* **Exercise task**
Please select every line of the records below that contains the word "ledge" and copy those lines.

* **Data for processing**
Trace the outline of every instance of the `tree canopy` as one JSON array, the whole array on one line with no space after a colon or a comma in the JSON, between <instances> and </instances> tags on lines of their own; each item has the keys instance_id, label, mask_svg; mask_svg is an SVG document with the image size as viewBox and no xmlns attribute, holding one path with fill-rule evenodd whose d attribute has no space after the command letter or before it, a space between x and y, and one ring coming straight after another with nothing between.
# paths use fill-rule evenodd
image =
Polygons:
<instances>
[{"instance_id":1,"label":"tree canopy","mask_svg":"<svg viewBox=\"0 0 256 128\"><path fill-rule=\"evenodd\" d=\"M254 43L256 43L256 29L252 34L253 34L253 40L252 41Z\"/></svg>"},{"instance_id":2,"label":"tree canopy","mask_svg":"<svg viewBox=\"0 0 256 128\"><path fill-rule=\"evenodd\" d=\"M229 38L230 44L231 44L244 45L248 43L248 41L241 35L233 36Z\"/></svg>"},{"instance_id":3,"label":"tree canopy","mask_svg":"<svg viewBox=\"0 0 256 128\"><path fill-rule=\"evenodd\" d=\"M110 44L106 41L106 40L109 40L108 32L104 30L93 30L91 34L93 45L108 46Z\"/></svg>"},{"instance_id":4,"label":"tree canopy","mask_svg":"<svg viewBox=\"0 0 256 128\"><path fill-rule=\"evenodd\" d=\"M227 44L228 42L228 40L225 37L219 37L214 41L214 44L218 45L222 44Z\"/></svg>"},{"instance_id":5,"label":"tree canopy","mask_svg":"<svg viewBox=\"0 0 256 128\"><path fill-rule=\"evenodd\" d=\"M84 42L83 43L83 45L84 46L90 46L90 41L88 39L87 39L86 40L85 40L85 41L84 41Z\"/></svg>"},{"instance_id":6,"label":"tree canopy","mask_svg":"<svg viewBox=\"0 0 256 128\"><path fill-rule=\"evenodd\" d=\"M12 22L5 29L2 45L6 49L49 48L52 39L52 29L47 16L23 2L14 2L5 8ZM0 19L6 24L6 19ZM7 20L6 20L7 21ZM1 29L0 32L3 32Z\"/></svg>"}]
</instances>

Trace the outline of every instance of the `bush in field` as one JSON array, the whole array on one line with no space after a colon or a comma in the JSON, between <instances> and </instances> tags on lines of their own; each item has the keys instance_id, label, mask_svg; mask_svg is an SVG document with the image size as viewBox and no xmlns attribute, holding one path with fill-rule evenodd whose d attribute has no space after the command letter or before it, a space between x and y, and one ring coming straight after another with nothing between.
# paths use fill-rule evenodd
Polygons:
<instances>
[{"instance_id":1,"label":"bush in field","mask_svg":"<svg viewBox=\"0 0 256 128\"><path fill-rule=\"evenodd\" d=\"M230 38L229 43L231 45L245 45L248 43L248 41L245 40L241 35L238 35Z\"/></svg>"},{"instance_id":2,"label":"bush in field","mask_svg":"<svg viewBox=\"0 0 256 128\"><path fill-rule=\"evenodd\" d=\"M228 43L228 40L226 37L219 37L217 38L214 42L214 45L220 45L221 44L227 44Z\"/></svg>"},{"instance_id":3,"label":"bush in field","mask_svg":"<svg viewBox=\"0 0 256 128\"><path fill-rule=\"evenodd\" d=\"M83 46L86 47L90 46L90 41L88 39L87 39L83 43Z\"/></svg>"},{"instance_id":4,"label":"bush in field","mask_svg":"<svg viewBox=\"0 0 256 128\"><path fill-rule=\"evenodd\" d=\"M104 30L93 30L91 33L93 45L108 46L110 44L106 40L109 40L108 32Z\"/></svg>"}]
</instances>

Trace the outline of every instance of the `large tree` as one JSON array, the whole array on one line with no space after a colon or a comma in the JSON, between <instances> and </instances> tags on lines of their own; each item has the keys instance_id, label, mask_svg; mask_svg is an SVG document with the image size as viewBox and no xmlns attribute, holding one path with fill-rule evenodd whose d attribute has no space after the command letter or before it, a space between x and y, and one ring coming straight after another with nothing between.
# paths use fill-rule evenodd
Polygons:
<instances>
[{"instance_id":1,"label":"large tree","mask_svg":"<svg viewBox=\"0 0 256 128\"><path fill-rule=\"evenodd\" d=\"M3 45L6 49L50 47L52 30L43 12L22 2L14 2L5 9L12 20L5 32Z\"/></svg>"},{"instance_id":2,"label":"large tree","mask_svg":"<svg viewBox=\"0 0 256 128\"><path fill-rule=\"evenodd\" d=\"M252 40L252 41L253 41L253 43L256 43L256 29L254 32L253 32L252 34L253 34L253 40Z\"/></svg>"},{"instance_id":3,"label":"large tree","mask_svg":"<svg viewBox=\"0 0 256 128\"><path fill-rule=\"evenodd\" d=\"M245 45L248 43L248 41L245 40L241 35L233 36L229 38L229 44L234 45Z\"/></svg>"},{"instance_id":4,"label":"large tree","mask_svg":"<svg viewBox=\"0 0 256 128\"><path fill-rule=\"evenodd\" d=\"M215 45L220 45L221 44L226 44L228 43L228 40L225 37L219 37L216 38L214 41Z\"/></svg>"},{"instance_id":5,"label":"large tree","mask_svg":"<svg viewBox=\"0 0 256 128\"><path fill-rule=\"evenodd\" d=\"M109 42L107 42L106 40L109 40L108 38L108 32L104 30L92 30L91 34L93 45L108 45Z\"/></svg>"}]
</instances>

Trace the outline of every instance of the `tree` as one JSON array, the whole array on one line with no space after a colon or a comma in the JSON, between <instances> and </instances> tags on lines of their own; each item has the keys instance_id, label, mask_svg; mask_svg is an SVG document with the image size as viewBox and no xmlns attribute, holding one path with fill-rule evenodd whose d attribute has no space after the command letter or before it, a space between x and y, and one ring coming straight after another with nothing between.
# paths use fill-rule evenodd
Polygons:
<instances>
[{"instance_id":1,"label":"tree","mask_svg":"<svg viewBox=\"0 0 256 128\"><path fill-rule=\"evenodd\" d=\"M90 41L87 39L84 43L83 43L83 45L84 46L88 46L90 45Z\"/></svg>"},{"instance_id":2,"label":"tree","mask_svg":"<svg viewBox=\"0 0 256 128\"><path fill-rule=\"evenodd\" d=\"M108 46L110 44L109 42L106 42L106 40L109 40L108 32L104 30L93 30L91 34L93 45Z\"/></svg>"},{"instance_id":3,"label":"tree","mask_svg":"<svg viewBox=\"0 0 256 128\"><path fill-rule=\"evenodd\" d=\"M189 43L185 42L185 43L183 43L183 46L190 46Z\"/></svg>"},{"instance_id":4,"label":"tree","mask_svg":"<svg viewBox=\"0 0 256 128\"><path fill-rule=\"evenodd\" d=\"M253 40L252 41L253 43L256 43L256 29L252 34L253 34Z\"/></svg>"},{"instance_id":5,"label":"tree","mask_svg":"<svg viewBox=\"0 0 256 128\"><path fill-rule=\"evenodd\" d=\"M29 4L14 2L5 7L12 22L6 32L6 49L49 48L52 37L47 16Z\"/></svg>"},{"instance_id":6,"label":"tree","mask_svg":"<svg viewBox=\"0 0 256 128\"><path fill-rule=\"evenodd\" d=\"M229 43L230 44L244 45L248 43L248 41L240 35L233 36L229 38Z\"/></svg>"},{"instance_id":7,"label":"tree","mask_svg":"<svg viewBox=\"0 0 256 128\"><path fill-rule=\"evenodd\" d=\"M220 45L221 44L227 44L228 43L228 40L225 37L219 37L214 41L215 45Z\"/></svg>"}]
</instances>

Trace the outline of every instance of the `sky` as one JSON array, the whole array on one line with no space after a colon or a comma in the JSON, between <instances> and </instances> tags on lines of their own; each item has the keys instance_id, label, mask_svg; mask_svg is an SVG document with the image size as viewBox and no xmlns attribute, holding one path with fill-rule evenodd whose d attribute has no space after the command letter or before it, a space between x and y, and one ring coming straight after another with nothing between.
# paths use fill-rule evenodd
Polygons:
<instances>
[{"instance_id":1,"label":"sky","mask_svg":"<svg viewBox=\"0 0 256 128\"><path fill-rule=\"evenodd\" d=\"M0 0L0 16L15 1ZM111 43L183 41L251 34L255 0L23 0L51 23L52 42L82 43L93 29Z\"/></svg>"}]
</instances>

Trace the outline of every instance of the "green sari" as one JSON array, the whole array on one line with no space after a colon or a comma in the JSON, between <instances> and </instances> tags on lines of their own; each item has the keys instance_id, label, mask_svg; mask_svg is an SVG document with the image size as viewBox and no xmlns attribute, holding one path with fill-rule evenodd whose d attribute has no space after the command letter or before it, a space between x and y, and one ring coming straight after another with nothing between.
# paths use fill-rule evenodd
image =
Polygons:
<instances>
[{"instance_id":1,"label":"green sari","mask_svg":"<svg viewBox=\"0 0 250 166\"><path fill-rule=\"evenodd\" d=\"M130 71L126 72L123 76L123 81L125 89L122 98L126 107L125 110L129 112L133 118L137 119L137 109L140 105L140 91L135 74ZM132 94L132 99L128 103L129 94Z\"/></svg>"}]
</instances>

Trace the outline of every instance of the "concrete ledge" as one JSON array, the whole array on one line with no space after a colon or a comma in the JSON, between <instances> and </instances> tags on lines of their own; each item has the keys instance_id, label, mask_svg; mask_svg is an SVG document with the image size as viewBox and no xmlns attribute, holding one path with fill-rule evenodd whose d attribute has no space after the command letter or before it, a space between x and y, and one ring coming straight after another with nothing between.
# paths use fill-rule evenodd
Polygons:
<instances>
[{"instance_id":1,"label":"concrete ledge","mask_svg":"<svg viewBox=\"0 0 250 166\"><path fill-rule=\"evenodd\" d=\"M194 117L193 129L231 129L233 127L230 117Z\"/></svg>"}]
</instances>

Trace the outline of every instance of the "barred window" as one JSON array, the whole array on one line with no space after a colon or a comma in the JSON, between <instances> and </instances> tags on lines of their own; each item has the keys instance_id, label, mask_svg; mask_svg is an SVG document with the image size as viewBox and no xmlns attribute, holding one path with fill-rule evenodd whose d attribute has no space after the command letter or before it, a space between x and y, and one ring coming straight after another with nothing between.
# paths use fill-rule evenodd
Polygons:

* **Output for this task**
Trace the outline of every instance of the "concrete ledge" as one JSON array, the whole array on one line with no space after a colon or a comma in the JSON, between <instances> and </instances> tags on lines of their own; each item has the keys instance_id, label, mask_svg; mask_svg is an SVG document with the image size as viewBox and no xmlns attribute, holding one path with fill-rule evenodd whose d attribute has no space after the command letter or before it, a space between x and y, and one ring coming straight after another with nothing between.
[{"instance_id":1,"label":"concrete ledge","mask_svg":"<svg viewBox=\"0 0 250 166\"><path fill-rule=\"evenodd\" d=\"M194 117L193 129L231 129L233 127L230 117Z\"/></svg>"}]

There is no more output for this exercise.